START Input for this task
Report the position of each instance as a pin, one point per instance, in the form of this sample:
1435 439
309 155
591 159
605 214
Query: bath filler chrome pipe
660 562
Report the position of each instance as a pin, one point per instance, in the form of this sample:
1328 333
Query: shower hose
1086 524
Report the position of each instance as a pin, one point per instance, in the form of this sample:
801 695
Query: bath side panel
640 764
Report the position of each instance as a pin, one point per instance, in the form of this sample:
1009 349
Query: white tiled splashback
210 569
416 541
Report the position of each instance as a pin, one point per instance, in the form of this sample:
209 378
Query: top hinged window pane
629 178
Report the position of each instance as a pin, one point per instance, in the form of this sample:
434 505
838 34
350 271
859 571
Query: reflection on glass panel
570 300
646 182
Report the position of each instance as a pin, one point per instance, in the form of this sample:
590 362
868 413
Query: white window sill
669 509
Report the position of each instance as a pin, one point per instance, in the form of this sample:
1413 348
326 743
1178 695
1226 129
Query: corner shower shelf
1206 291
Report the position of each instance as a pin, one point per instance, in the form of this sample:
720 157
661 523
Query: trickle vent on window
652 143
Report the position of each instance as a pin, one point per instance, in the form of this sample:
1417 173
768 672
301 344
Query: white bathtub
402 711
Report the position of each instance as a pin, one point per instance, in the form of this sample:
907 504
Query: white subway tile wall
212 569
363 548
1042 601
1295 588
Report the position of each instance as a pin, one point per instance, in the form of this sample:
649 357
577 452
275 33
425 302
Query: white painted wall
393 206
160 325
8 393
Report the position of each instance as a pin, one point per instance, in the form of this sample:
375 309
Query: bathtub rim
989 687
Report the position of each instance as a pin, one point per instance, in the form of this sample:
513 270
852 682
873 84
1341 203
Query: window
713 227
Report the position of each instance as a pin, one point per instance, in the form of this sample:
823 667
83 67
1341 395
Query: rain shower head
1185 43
END Input for this task
**Directions for this task**
Give the material above back in full, exactly as written.

**Answer to this task**
Report the position of each instance as a pin, one point per instance, in the form of this sample:
1435 439
309 155
591 159
605 214
Query: bath filler chrome pipe
660 562
Report the position of each instance as a pin, one point per instance, in the form of this sample:
1328 333
Query: shower hose
1086 524
Report the position of each instance as a pin, one point per instance, in the form of this sample:
801 695
Query: bath side panel
640 764
Report the position of each instance as a pin, one point per instance, in the form of this sample:
1009 349
Query: white tiled splashback
210 569
416 541
Report the position of each instance as a pin, one point per instance, in the form of this sample:
209 378
Query: top hinged window pane
629 178
Report the position of each instance as a pin, one point per instance, in the form of this sample:
434 505
838 34
350 271
859 571
Query: reflection on glass panel
570 300
646 182
Report the position of each instance as a pin, one point per instance, in the form of this sample:
590 362
868 413
Query: white window sill
669 509
Report the position of each instance as a pin, one point per instance, in the form of this sample:
1413 348
326 743
1178 695
1226 129
Query: corner shower shelf
1206 291
Report the position of each instance as a pin, one point per instance, in the form of this sample:
720 157
661 523
Query: trickle vent on window
652 143
Report the position of each instance as a pin, one point per instance, in the form of this sample:
1417 173
768 672
301 344
Query: white bathtub
402 711
Report the position of each instance as a pin, one point per instance, in the form of this sample:
907 504
Query: white subway tile wall
212 569
363 548
1042 601
1295 588
Report the position of each instance as a pin, one point per instance, in the form of this sample:
649 357
577 452
275 33
425 302
Query: white painted wall
393 206
160 325
8 393
Report the position of each instance as a pin, one point per instance, in the form of this sample:
375 309
Query: bathtub rim
989 687
Report the position of each instance as a pin, one point per instance, in the form of this sample:
513 270
852 682
873 84
1341 203
Query: window
713 227
Report the position of each instance as a pin, one point per instance, in the form of this sample:
823 667
83 67
1341 395
Query: rain shower head
1185 43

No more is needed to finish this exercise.